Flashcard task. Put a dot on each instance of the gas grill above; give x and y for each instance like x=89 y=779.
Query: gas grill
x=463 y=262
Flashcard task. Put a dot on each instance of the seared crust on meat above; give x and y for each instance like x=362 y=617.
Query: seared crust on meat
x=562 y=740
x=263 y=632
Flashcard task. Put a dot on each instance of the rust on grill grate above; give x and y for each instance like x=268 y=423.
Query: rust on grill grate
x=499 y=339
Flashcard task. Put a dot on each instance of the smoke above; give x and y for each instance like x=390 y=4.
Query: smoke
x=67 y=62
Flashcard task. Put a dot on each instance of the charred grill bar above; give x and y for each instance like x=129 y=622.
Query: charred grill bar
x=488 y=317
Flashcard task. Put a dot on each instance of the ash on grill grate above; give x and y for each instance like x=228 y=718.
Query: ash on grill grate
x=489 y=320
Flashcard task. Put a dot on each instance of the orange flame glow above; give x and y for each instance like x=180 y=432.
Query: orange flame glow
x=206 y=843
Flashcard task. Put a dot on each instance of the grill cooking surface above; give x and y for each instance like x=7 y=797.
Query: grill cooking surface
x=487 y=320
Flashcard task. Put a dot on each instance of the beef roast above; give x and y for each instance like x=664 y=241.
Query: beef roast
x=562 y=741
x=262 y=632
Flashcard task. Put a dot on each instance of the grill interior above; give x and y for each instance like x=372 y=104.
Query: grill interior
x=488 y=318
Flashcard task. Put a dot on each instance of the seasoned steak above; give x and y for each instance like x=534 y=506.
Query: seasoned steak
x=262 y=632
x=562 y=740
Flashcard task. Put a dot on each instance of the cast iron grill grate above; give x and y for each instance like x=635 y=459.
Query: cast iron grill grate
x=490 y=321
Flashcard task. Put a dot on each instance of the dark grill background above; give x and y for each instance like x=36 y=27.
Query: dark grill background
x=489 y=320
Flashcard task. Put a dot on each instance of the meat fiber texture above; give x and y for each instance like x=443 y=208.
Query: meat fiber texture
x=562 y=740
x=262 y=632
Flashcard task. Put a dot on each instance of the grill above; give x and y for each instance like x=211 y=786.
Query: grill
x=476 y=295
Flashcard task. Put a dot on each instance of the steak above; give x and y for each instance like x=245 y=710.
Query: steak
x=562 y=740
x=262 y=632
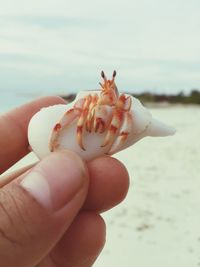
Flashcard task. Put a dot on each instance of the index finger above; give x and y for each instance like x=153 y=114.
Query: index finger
x=13 y=130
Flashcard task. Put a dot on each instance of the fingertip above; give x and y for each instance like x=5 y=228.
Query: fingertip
x=109 y=183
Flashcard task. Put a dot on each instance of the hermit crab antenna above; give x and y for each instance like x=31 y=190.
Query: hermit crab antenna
x=103 y=75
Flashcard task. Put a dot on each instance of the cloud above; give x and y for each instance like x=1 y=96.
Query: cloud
x=57 y=44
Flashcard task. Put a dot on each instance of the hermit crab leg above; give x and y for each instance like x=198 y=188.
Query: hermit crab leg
x=82 y=119
x=113 y=128
x=102 y=118
x=91 y=112
x=69 y=116
x=123 y=134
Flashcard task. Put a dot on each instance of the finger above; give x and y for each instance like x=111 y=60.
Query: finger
x=80 y=245
x=108 y=184
x=37 y=209
x=13 y=134
x=7 y=178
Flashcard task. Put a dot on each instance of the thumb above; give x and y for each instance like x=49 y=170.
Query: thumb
x=37 y=208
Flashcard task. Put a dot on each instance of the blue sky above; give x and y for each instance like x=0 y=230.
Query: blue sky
x=61 y=46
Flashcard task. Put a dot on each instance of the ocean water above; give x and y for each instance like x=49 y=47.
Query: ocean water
x=10 y=100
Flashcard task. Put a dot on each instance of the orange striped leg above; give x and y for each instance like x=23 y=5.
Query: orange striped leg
x=91 y=113
x=123 y=134
x=68 y=117
x=82 y=120
x=113 y=128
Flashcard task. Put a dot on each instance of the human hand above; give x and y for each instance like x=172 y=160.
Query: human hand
x=49 y=214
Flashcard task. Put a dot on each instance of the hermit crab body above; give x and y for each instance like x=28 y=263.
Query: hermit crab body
x=108 y=111
x=94 y=124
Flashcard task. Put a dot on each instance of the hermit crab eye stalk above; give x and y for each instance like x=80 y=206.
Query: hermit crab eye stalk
x=102 y=74
x=114 y=73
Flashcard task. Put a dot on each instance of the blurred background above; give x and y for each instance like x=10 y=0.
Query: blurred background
x=60 y=47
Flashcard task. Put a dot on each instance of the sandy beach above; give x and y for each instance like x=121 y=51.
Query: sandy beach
x=159 y=222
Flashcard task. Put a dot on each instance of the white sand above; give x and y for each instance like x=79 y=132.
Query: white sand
x=159 y=222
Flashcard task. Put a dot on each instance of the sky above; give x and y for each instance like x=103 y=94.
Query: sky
x=61 y=46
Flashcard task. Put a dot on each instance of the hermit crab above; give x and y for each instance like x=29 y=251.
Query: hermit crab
x=100 y=122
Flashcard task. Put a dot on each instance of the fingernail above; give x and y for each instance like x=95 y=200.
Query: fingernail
x=56 y=180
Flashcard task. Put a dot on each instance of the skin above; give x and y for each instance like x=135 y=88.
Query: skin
x=67 y=235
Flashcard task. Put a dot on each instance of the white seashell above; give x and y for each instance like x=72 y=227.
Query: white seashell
x=41 y=126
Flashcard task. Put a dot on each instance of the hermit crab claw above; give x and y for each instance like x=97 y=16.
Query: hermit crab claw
x=96 y=123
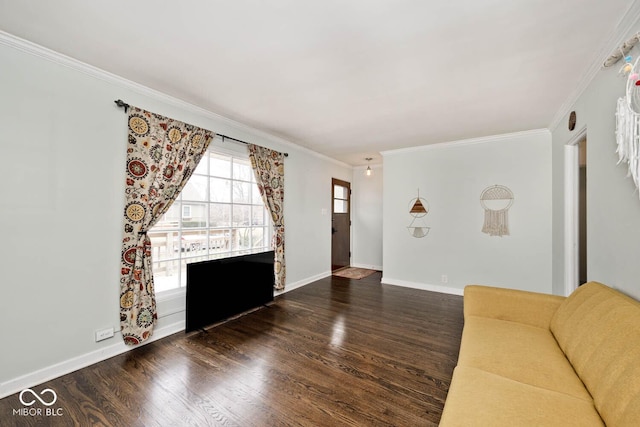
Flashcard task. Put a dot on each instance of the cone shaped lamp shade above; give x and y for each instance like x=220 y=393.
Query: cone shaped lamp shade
x=418 y=208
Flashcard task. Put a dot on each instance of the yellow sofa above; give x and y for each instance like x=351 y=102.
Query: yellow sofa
x=533 y=359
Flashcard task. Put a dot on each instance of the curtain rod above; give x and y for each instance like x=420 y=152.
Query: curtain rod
x=120 y=103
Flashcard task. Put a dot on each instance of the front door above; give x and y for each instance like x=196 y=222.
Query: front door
x=340 y=224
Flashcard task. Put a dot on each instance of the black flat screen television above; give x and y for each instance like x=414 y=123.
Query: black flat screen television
x=222 y=288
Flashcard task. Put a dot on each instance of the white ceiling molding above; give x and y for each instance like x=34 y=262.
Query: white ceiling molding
x=624 y=27
x=467 y=142
x=76 y=65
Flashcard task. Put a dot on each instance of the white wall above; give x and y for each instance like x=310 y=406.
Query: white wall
x=613 y=205
x=451 y=178
x=63 y=142
x=366 y=218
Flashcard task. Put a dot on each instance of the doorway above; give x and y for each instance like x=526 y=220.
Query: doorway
x=576 y=212
x=340 y=224
x=582 y=211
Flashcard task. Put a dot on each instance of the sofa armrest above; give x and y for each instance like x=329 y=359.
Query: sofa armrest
x=531 y=308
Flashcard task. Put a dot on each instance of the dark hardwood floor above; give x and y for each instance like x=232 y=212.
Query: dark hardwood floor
x=337 y=352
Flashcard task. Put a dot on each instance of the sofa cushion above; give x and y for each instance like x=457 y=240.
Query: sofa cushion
x=598 y=329
x=485 y=399
x=520 y=352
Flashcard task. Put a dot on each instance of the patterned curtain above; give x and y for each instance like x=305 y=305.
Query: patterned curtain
x=268 y=167
x=162 y=154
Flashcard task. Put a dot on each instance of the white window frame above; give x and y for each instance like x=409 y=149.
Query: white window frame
x=179 y=242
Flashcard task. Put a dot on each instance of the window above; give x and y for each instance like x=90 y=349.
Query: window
x=218 y=214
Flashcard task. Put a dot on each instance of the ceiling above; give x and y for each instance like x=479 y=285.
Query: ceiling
x=347 y=79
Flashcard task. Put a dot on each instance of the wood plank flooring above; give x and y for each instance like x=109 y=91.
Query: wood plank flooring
x=337 y=352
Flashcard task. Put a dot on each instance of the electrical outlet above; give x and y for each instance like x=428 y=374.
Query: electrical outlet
x=103 y=334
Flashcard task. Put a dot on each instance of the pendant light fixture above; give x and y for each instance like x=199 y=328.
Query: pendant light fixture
x=368 y=171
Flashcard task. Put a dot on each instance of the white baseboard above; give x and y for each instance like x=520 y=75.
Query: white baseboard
x=301 y=283
x=368 y=266
x=423 y=286
x=54 y=371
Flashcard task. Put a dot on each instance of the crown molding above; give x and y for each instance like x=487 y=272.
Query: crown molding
x=47 y=54
x=617 y=37
x=467 y=142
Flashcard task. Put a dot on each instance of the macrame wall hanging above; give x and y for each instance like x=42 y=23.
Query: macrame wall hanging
x=496 y=201
x=628 y=120
x=418 y=209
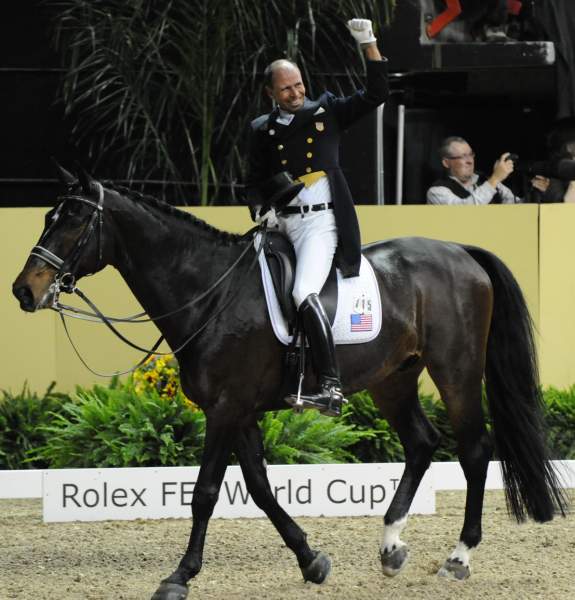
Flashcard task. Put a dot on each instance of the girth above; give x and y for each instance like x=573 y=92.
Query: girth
x=281 y=260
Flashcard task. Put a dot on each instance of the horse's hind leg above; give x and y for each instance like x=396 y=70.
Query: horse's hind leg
x=398 y=401
x=315 y=566
x=474 y=448
x=217 y=449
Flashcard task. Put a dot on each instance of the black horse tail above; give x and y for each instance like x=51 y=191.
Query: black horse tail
x=532 y=486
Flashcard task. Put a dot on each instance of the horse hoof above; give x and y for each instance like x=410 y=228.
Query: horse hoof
x=318 y=569
x=393 y=562
x=454 y=570
x=170 y=591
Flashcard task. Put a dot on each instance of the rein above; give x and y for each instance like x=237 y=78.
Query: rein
x=65 y=281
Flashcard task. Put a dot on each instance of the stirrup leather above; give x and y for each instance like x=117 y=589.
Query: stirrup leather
x=328 y=401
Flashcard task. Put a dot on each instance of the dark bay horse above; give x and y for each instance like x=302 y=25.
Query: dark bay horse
x=455 y=310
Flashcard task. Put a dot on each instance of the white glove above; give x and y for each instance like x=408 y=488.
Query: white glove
x=269 y=218
x=361 y=30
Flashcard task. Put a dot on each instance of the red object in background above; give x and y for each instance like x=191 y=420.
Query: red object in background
x=453 y=10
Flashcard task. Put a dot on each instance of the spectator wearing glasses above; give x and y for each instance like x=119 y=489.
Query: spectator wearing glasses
x=460 y=184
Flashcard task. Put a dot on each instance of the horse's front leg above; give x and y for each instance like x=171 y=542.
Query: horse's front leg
x=315 y=566
x=217 y=449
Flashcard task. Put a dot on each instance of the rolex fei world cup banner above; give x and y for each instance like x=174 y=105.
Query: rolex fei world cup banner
x=158 y=493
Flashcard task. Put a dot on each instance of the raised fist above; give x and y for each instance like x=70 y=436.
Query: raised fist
x=361 y=30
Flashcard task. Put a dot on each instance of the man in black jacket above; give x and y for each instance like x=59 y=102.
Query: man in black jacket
x=462 y=185
x=300 y=138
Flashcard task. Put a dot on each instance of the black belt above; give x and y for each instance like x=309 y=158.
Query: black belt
x=305 y=208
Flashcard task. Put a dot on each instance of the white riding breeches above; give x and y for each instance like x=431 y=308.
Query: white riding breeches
x=314 y=237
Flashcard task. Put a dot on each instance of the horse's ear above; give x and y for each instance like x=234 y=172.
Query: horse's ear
x=64 y=176
x=85 y=180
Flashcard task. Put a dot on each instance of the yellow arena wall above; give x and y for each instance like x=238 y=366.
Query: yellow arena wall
x=534 y=241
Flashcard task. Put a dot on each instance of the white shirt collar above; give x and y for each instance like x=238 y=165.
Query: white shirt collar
x=285 y=118
x=470 y=185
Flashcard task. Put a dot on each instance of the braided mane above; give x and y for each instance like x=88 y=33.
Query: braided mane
x=224 y=237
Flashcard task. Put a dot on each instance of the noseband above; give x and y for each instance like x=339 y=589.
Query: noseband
x=65 y=281
x=65 y=278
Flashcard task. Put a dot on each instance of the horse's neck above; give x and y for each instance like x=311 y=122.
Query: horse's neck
x=166 y=261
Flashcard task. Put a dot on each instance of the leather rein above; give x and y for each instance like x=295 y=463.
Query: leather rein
x=65 y=282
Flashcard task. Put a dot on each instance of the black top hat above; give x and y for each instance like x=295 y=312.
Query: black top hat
x=279 y=189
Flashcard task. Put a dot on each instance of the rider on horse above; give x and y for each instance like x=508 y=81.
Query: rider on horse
x=300 y=139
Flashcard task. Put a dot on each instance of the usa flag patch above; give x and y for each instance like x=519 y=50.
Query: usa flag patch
x=361 y=322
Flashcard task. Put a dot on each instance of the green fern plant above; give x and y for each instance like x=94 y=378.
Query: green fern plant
x=308 y=437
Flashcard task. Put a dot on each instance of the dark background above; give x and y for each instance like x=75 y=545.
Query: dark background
x=497 y=108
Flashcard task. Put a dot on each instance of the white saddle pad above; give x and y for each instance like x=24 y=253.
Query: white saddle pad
x=358 y=316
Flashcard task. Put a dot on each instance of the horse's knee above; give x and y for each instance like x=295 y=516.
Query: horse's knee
x=204 y=501
x=419 y=454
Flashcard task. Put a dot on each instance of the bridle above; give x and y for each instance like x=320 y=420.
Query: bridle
x=66 y=275
x=65 y=280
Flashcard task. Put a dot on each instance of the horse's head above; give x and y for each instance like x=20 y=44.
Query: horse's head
x=70 y=246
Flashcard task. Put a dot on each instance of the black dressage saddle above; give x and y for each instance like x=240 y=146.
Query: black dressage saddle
x=280 y=257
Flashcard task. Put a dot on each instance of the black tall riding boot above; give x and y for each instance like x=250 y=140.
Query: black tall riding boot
x=329 y=398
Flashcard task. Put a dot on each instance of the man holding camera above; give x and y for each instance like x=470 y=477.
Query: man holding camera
x=299 y=140
x=462 y=185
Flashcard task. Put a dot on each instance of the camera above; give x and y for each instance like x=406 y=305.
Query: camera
x=561 y=168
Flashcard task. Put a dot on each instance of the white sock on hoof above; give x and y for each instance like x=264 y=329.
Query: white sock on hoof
x=461 y=554
x=391 y=535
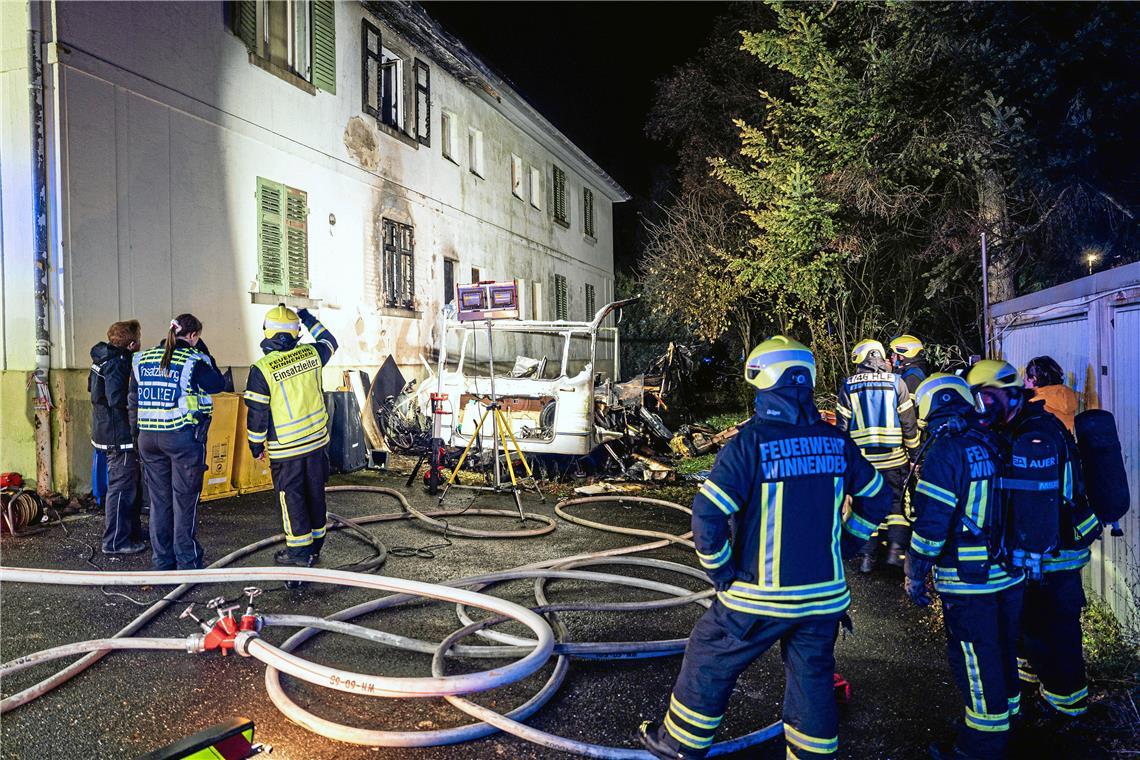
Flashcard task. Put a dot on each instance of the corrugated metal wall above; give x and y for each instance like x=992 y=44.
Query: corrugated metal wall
x=1097 y=342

————

- [Task directions]:
Lay out the items from the beginning through the line containing "x=499 y=339" as a two-column CSV with the headers item_text and answer, one row per item. Put each value in its own quoted field, turning any line breaks into spaces.

- [Output of the exercise]:
item_text,answer
"Flashcard task. Put a dot on each instance of the gas grill above; give x and y for each instance like x=89 y=779. Query: gas grill","x=463 y=262"
"Flashcard task. Put a dot on each instance of the seared crust on meat above; give x and y for each instance like x=362 y=617. Query: seared crust on meat","x=562 y=740 x=263 y=632"
"Flashcard task. Put a dot on each instance of the rust on grill grate above; give x and y for each instance like x=268 y=423. Query: rust on grill grate","x=499 y=339"